BEGIN
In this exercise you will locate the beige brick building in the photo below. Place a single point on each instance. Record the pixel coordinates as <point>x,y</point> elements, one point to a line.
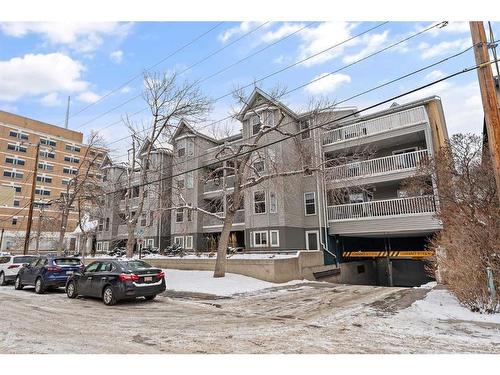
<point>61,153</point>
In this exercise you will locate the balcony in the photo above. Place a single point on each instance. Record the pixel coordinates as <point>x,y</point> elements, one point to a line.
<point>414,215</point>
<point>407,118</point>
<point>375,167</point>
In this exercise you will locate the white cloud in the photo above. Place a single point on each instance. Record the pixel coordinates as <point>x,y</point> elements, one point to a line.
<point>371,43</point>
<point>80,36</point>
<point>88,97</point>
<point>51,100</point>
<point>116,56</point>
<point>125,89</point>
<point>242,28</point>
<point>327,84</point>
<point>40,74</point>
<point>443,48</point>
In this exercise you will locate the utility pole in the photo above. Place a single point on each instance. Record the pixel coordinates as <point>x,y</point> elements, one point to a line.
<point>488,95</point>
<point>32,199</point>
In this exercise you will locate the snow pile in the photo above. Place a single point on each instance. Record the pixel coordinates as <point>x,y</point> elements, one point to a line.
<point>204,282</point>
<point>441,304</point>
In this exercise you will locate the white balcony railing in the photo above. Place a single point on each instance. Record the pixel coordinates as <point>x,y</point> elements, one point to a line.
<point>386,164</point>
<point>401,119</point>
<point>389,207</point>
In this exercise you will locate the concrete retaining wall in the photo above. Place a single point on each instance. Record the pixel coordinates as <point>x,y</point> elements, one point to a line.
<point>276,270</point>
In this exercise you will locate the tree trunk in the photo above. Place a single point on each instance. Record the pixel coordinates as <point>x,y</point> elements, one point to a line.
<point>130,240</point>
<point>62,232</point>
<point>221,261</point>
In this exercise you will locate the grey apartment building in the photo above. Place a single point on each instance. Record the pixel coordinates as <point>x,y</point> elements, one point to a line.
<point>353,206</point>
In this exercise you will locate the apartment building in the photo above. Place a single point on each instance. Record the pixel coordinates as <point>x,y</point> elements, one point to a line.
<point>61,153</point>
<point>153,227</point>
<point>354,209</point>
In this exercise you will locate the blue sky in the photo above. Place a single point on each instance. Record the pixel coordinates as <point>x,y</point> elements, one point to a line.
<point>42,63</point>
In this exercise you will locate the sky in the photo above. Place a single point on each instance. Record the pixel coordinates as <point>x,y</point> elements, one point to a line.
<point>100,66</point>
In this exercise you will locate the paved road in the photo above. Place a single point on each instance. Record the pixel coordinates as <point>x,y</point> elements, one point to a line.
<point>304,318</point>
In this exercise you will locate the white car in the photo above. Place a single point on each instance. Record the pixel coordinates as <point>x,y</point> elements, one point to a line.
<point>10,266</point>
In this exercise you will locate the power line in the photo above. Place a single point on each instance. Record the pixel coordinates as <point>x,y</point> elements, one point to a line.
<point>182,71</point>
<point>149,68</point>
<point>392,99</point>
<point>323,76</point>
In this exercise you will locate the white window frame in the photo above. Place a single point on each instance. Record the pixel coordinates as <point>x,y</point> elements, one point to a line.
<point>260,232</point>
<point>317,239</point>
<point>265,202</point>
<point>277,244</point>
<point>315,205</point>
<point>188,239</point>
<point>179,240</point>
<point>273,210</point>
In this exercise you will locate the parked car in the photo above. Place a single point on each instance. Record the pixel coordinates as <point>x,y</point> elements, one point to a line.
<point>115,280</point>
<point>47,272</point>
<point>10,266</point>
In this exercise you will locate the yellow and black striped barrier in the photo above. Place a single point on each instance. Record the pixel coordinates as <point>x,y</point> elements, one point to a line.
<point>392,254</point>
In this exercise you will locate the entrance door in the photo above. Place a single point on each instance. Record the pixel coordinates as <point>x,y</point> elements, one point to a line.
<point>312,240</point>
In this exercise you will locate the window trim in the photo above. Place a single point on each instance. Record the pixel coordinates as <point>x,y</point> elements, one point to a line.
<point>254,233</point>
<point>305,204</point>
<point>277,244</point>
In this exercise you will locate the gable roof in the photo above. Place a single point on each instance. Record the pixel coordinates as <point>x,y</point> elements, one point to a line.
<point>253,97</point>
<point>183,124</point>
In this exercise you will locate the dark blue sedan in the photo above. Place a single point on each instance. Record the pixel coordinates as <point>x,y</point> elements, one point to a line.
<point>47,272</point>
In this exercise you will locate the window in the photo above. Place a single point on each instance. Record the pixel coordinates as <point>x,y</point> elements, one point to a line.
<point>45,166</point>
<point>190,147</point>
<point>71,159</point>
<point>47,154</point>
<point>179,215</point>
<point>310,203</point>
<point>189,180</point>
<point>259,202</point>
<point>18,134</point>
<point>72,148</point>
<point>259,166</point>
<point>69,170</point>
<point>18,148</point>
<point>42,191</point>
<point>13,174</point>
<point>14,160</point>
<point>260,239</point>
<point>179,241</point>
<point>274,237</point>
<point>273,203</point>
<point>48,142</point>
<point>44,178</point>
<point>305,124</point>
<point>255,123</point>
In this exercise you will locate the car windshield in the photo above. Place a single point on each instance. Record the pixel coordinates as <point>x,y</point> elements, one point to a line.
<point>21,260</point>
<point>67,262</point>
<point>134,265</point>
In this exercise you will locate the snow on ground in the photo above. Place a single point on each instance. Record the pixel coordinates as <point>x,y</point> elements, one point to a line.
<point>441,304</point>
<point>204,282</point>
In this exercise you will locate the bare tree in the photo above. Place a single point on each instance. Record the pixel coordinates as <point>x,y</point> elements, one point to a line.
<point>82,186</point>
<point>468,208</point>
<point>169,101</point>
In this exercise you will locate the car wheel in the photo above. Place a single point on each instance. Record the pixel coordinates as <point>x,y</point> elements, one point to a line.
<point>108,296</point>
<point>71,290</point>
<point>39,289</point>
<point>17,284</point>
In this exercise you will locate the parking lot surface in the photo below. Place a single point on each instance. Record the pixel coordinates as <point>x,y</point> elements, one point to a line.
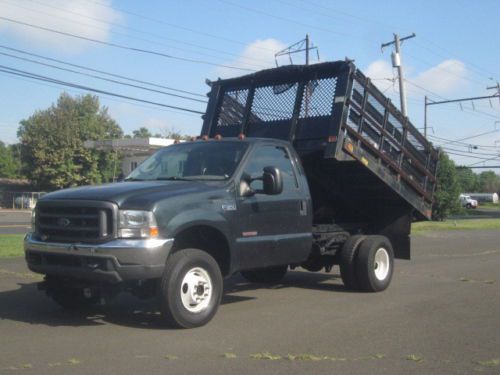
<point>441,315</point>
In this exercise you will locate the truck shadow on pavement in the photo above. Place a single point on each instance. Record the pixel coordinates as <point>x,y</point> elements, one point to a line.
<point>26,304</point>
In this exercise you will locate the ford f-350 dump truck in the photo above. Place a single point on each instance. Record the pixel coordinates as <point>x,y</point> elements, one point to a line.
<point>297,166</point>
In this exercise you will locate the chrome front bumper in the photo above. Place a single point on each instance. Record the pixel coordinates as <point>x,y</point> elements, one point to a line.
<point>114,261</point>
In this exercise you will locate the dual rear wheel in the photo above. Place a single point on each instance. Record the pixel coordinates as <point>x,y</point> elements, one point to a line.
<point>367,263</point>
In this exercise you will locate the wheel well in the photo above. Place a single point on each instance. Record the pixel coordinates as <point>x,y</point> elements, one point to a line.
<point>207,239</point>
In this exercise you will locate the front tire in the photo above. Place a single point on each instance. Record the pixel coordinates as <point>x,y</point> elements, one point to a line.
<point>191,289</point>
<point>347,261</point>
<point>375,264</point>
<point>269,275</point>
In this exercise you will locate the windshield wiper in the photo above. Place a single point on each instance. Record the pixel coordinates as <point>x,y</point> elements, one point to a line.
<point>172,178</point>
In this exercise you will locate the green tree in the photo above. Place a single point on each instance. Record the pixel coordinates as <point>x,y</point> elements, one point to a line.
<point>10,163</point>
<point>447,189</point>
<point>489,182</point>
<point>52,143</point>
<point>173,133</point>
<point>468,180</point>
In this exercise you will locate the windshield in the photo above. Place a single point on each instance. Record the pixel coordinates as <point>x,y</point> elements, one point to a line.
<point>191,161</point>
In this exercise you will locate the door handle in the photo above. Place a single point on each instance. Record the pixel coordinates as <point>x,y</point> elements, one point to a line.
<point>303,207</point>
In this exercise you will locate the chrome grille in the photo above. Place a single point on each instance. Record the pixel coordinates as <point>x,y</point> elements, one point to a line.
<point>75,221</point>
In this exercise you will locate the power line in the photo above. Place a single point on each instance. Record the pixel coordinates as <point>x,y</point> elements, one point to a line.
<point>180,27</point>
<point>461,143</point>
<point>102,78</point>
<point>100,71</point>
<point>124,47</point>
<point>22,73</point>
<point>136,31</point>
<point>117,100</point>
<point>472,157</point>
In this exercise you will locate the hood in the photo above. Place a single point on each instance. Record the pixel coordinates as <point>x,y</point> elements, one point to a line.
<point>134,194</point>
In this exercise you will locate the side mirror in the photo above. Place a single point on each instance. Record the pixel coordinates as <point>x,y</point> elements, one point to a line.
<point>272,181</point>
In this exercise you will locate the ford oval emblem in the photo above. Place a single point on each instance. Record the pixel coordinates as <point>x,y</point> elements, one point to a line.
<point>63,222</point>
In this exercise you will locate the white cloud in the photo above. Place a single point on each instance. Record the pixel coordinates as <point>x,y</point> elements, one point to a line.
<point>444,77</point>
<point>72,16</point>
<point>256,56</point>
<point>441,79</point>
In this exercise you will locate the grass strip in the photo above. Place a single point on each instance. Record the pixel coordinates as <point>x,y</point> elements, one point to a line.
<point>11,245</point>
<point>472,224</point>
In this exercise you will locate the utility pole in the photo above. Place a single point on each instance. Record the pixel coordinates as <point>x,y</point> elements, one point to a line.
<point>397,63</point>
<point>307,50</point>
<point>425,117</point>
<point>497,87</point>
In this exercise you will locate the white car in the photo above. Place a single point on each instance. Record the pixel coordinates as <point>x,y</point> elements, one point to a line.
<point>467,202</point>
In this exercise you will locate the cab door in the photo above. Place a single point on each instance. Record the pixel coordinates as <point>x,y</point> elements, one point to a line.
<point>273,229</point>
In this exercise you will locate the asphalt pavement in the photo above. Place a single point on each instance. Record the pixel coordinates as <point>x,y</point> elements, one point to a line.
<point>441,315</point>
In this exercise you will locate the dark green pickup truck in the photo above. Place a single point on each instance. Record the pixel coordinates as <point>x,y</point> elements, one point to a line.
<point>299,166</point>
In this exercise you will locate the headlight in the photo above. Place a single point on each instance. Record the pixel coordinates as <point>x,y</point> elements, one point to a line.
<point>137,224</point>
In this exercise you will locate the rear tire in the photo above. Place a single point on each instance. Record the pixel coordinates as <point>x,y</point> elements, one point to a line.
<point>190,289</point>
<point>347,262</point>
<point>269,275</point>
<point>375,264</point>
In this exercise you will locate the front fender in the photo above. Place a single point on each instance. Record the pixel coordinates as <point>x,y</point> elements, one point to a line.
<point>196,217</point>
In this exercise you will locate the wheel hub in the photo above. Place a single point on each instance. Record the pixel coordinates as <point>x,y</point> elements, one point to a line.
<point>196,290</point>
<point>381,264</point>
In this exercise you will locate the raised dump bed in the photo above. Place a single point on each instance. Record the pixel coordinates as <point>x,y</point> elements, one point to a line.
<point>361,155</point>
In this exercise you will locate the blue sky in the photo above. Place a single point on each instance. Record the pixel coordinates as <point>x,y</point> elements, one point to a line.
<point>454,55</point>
END
Task details ::
The required output is the line holding "In this exercise you will locate the front fender" plus every line after it in the data, reproduced exactly.

Exercise output ::
In this exercise you will locate the front fender in the photo above. Place a single point on each instance. Record the pixel coordinates as <point>x,y</point> elements, one point to a line.
<point>196,217</point>
In this exercise you will locate the wheel hub in the photo above. Place a single point on each instance. Record the pixel coordinates as <point>x,y</point> elements, one point to a line.
<point>196,290</point>
<point>381,264</point>
In this exercise you will locate the raised dump bed in the photo above. Place a single point on each instance. Record the pixel coordinates as <point>x,y</point> elements, one point to a line.
<point>361,155</point>
In this exercise you will locate the blue sky in the photo above. Place a single point on each instance. Record the pixel coordinates as <point>x,y</point> elements, one point to a line.
<point>454,55</point>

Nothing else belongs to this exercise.